READING PASSAGE:
=== Section Start ===

Health & Medical Cancer & Oncology

Treatment of Stage I and II Non-Small-Cell Lung Cancer

Treatment of Stage I and II Non-Small-Cell Lung Cancer
Background: The appropriate staging and treatment of patients with stage I and II non-small-cell lung cancer (NSCLC) are important in that the potential for a lost curative opportunity in this population is greater than for those presenting with advanced NSCLC.

Methods: Treatment options -- surgery, radiation therapy, and chemotherapy -- for stage I and II NSCLC are reviewed, and the impact of newer staging modalities on patient survival is discussed, including altering both the lead-time and clinicopathologic stage biases that exist in the diagnosis and treatment of NSCLC. Some predictions are also made regarding how that standard may change for clinicians in the near future, and methods for further improvements in posttreatment survival in this group are discussed.

Results: Whenever possible, patients with early-stage NSCLC should be treated with surgical resection. Patients for whom resection is not an option may benefit from radiation as definitive therapy. Positive results with neoadjuvant chemotherapy have led to an ongoing randomized trial (Intergroup S9900) to compare surgery alone to neoadjuvant chemotherapy plus surgery. Conclusions: Staging bias may affect the overall low survival of early-stage NSCLC. However, true stage-specific survival may improve with newer imaging modalities. Future advances, including closed transthoracic radiation, thermal ablative therapy techniques, and gene therapy, may supplant the need to surgically resect these tumors to achieve local control.

Of the more than 150,000 patients diagnosed with non-small-cell lung cancer (NSCLC) in the United States each year, a woeful minority will present with stage I or II disease as defined by the TNM staging system of the American Joint Commission on Cancer(AJCC). While we may appreciate a patient who presents with a 1-cm peripheral lung cancer nodule without evidence of mediastinal or distant metastases rather than disseminated disease,cure of such a patient is not certain. A substantial number of patients who are treated for early-stage NSCLC will eventually die of this neoplasm. The latest Surveillance, Epidemiology and End Results (SEER) Program data analysis indicates that 15% of patients diagnosed from 1989 to 1996 with NSCLC in the United States were reported to have"localized" disease compared with 23% with "regional"disease, 48% with "distant" disease, and 14% with "unstaged" disease. According to SEER data, NSCLC survival improved from 12.4% during the 1974-1979 reporting period to only 14.1% in the last period analyzed (1989-1996).

=== Section End ===

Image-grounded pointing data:

=== Section Start ===

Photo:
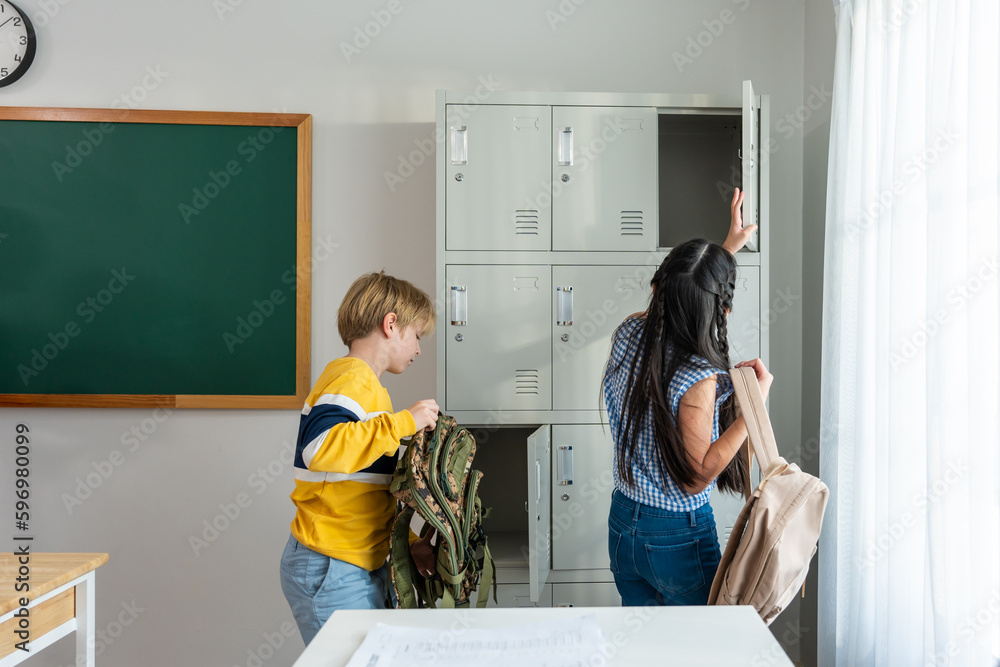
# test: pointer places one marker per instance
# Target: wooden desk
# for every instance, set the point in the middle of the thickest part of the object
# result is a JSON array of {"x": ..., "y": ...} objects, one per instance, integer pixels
[
  {"x": 61, "y": 600},
  {"x": 703, "y": 636}
]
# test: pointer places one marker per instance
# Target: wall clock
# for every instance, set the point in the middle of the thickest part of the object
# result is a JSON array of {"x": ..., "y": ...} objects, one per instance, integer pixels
[{"x": 17, "y": 43}]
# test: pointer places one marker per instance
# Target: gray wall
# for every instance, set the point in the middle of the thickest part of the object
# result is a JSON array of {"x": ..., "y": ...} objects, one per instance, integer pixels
[{"x": 220, "y": 605}]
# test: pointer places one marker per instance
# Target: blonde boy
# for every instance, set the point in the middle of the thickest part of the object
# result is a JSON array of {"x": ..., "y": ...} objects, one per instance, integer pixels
[{"x": 345, "y": 456}]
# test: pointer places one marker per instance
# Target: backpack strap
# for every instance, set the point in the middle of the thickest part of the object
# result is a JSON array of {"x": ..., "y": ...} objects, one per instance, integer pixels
[
  {"x": 403, "y": 572},
  {"x": 751, "y": 403},
  {"x": 487, "y": 580}
]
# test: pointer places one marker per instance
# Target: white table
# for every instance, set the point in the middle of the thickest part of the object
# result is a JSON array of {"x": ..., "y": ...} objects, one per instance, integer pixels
[
  {"x": 702, "y": 636},
  {"x": 60, "y": 601}
]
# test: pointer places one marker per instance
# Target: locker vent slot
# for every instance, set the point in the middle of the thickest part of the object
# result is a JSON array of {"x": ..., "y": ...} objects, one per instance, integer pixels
[
  {"x": 526, "y": 221},
  {"x": 631, "y": 223},
  {"x": 526, "y": 382}
]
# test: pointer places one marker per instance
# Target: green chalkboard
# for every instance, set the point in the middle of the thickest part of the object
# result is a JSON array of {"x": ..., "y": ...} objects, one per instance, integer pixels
[{"x": 153, "y": 258}]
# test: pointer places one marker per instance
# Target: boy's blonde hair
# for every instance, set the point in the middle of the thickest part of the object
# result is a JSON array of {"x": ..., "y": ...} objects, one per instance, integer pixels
[{"x": 375, "y": 295}]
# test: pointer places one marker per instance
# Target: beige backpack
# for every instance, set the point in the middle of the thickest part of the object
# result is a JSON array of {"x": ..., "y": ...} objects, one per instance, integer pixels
[{"x": 774, "y": 538}]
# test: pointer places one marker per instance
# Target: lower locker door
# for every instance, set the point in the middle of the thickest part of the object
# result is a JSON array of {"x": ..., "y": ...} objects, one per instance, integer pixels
[
  {"x": 539, "y": 519},
  {"x": 498, "y": 348},
  {"x": 581, "y": 496},
  {"x": 589, "y": 302}
]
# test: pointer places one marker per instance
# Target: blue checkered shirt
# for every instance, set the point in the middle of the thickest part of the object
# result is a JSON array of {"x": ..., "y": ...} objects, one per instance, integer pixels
[{"x": 651, "y": 485}]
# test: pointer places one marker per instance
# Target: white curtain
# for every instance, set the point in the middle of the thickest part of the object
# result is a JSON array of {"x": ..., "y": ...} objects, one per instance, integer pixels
[{"x": 909, "y": 563}]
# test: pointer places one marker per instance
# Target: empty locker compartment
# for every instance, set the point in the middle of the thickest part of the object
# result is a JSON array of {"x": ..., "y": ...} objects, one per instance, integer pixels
[
  {"x": 497, "y": 178},
  {"x": 699, "y": 166},
  {"x": 604, "y": 178},
  {"x": 702, "y": 157},
  {"x": 515, "y": 463},
  {"x": 498, "y": 351},
  {"x": 589, "y": 302}
]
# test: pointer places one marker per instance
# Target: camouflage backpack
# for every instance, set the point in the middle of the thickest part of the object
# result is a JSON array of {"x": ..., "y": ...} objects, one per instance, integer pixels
[{"x": 435, "y": 479}]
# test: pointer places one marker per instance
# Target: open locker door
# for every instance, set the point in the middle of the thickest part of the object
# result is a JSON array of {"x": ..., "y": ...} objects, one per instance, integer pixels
[
  {"x": 750, "y": 154},
  {"x": 539, "y": 511}
]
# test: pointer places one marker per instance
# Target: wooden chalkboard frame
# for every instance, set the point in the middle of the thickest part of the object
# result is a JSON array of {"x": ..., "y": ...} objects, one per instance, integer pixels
[{"x": 303, "y": 292}]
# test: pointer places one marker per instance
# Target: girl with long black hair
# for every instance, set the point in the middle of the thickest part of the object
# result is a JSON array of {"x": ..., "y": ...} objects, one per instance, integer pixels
[{"x": 673, "y": 418}]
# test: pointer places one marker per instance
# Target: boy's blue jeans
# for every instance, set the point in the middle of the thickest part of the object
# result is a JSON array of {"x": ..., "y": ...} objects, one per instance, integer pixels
[
  {"x": 659, "y": 557},
  {"x": 316, "y": 585}
]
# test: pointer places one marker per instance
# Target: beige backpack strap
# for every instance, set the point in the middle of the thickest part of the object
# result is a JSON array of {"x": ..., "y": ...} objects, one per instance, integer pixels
[
  {"x": 751, "y": 403},
  {"x": 731, "y": 546}
]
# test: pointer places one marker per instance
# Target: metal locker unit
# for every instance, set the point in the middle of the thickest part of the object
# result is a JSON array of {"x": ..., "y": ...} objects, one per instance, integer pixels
[
  {"x": 750, "y": 154},
  {"x": 586, "y": 595},
  {"x": 524, "y": 258},
  {"x": 744, "y": 321},
  {"x": 497, "y": 357},
  {"x": 516, "y": 596},
  {"x": 604, "y": 181},
  {"x": 539, "y": 507},
  {"x": 589, "y": 302},
  {"x": 497, "y": 179},
  {"x": 581, "y": 496}
]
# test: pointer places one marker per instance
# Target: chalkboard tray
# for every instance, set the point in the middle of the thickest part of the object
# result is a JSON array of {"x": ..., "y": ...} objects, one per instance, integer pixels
[{"x": 154, "y": 258}]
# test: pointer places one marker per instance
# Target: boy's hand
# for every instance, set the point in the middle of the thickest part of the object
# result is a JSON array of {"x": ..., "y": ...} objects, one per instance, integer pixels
[
  {"x": 424, "y": 414},
  {"x": 423, "y": 554},
  {"x": 738, "y": 235}
]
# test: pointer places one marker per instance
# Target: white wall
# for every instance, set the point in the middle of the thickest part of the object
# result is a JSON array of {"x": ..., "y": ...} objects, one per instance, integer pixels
[{"x": 215, "y": 608}]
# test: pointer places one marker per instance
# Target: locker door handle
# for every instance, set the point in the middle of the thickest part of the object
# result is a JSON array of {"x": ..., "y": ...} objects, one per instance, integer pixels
[
  {"x": 459, "y": 145},
  {"x": 459, "y": 306},
  {"x": 564, "y": 465},
  {"x": 564, "y": 147},
  {"x": 564, "y": 306},
  {"x": 538, "y": 482}
]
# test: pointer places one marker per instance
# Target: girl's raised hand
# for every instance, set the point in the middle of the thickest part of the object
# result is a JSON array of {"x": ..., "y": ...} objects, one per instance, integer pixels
[{"x": 738, "y": 235}]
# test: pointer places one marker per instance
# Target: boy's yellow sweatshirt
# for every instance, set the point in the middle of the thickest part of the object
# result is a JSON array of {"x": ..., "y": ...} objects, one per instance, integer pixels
[{"x": 344, "y": 460}]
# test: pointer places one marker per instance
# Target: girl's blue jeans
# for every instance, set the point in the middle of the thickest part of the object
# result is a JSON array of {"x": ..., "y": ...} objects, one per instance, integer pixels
[
  {"x": 316, "y": 585},
  {"x": 659, "y": 557}
]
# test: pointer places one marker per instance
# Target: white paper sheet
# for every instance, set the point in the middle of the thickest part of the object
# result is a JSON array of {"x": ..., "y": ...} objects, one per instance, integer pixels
[{"x": 570, "y": 642}]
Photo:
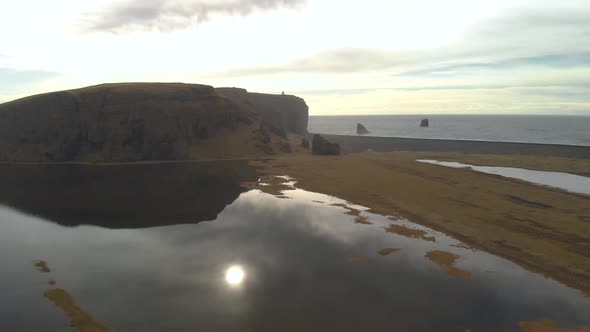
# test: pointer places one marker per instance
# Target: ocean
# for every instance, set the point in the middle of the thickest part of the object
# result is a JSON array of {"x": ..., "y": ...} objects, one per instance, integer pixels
[{"x": 568, "y": 130}]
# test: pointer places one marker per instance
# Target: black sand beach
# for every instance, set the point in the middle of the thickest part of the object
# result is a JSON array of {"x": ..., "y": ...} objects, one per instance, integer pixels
[{"x": 352, "y": 144}]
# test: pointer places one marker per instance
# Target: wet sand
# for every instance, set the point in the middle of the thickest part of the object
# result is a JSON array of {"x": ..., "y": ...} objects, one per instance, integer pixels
[
  {"x": 478, "y": 209},
  {"x": 351, "y": 144}
]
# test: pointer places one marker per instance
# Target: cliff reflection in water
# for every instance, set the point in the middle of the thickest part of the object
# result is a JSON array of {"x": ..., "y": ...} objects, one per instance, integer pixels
[{"x": 132, "y": 196}]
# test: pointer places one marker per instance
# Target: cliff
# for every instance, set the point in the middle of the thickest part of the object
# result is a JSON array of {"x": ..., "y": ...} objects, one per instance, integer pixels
[
  {"x": 281, "y": 111},
  {"x": 142, "y": 121}
]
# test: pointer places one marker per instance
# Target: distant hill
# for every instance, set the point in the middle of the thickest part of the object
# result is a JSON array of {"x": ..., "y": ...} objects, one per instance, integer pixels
[{"x": 148, "y": 121}]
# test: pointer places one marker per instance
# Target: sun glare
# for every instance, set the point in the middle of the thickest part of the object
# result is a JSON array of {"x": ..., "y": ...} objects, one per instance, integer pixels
[{"x": 234, "y": 276}]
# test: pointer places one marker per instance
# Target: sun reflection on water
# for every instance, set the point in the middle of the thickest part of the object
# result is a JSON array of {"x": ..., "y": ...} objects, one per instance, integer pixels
[{"x": 235, "y": 275}]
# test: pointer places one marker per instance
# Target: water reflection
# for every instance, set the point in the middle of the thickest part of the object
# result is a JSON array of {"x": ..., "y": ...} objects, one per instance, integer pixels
[
  {"x": 234, "y": 276},
  {"x": 124, "y": 196},
  {"x": 297, "y": 257}
]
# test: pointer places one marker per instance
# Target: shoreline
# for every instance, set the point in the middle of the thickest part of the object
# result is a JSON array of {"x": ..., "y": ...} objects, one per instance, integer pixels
[
  {"x": 354, "y": 144},
  {"x": 544, "y": 230}
]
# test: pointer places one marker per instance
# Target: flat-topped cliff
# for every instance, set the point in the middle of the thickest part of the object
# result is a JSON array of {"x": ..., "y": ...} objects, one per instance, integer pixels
[
  {"x": 283, "y": 111},
  {"x": 144, "y": 121}
]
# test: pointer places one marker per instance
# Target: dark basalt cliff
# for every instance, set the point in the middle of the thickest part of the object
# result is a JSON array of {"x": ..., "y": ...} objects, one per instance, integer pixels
[
  {"x": 142, "y": 121},
  {"x": 281, "y": 111}
]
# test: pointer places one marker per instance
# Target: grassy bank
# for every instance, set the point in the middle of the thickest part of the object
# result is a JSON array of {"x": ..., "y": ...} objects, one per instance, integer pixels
[{"x": 542, "y": 229}]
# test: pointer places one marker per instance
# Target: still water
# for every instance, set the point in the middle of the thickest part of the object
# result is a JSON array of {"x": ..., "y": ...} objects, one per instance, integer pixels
[{"x": 225, "y": 258}]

=== Section End ===

PARTS OF THE EXERCISE:
- A) Could you retype the passage of the lung cancer text word for word, starting at the words "Health & Medical" and stopping after "with advanced NSCLC."?
- B) In the lung cancer text, which disease categories does the SEER data analysis report for patients diagnosed from 1989 to 1996, and what percentage does it give for each?
- C) Can you carry on the text about treating stage I and II non-small-cell lung cancer from the point where it stops?

OUTPUTS BY TASK:
- A)
Health & Medical Cancer & Oncology

Treatment of Stage I and II Non-Small-Cell Lung Cancer

Treatment of Stage I and II Non-Small-Cell Lung Cancer
Background: The appropriate staging and treatment of patients with stage I and II non-small-cell lung cancer (NSCLC) are important in that the potential for a lost curative opportunity in this population is greater than for those presenting with advanced NSCLC.

- B)
"Localized": 15%
"Regional": 23%
"Distant": 48%
"Unstaged": 14%

- C)
In a review evaluating recent published data for outcomes in patients with stage I or II NSCLC, Nesbitt and colleagues estimated overall cumulative reported survival rates to be 64.6% for stage I and 41.2% for stage II.Naruke et al and Mountain published two of the largest series evaluating post surgical survival in NSCLC.In these studies, 2,322 patients with stage I or II (1997 AJCC system designation) NSCLC were treated surgically,and survival was retrospectively assessed. The 5-year survival rate for patients with T3 N0 M0 IIB disease was no greater than 38%, and when patients in the most favorable subgroup (T1 N0 M0 stage I disease) were analyzed,the survival rates ranged from 67% to 75% (Table).

Clearly, a cure to patients with a diagnosis of NSCLC cannot be promised at any stage. However, survival following treatment of this disease is stage related,and patients with lower-stage disease have the best chance for curative treatment. With this in mind, the appropriate treatment of patients with early-stage disease assumes perhaps even greater importance than for those who present with advanced NSCLC, as the potential for a lost curative opportunity is greatest. The survival rate increase from 12.4% to 14.1% previously mentioned may seem trivial, but a 2% increase in a group of 150,000 patients/year means an additional 21,000 lives were saved during this time period compared with 20 years earlier.

This review addresses the "standard of care" for treatment of stage I and II NSCLC, as supported by past experience. Some predictions are also made regarding how that standard may change for clinicians in the near future, and methods for further improvements in post-treatment survival in this group are discussed. In addition,the impact of newer screening modalities on patient survival is discussed. by altering both the lead time and clinicopathologic stage biases that exist in the diagnosis and treatment of NSCLC.